## What to work on:
Write out all the lines below again, requests and all, but multiply each x and y coordinate in the answers by 2.6 and round it to the nearest whole number, with halves rounded up.
_ _ _
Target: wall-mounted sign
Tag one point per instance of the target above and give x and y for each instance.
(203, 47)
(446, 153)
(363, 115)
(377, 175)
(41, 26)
_ _ _
## Solution to the problem:
Target: wall-mounted sign
Tag one point per instance of the target above and give x and y for each instance.
(528, 122)
(1160, 398)
(944, 299)
(980, 455)
(107, 68)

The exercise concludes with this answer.